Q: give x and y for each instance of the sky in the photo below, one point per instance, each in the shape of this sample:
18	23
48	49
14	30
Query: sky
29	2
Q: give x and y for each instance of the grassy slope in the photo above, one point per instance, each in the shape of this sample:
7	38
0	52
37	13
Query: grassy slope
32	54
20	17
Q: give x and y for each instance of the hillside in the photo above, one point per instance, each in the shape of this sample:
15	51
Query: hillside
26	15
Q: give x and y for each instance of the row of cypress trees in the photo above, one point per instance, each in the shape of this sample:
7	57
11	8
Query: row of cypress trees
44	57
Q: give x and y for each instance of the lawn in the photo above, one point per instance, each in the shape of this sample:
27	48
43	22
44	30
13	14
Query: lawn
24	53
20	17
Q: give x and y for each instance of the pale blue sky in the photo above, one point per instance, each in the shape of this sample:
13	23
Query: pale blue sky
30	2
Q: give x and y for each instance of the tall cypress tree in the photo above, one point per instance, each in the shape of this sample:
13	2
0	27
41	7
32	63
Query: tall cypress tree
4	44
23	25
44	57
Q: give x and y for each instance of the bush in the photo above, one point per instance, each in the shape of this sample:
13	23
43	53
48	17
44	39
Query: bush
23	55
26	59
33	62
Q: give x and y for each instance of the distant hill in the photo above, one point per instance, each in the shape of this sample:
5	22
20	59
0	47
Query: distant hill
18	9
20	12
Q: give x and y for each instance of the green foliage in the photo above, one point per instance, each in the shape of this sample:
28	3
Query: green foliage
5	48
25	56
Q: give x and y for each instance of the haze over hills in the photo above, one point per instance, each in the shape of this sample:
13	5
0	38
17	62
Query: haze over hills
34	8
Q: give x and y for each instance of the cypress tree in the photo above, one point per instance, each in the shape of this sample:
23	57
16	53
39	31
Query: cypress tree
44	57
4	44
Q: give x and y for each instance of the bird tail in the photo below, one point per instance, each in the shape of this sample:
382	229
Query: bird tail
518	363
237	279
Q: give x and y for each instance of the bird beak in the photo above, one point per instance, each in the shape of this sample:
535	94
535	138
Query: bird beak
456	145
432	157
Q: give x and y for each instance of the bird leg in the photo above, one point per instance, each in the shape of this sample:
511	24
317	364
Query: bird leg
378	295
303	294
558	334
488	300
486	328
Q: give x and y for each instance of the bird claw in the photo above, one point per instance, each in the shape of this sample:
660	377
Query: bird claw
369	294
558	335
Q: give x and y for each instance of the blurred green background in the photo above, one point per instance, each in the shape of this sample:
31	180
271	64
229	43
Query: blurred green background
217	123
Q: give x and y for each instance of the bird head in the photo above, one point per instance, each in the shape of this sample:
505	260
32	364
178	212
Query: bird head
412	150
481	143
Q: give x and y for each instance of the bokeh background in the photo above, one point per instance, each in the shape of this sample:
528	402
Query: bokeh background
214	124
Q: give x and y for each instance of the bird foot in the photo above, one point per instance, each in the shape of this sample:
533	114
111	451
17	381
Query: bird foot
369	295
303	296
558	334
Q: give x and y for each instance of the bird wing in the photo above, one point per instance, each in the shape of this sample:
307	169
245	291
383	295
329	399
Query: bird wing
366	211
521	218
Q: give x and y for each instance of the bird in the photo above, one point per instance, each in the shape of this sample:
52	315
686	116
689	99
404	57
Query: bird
☆ ☆ ☆ ☆ ☆ ☆ ☆
Instructions for the task: Using the records above, pull out each line where the word "below" occurs.

Output for this exercise:
Q: give x and y for each instance of the sky in the photo below, one point per instance, each in the shape of this sample:
Q: give x and y for each instance of the bird tail in the photo below, one point per instance, each in the shape of this sample:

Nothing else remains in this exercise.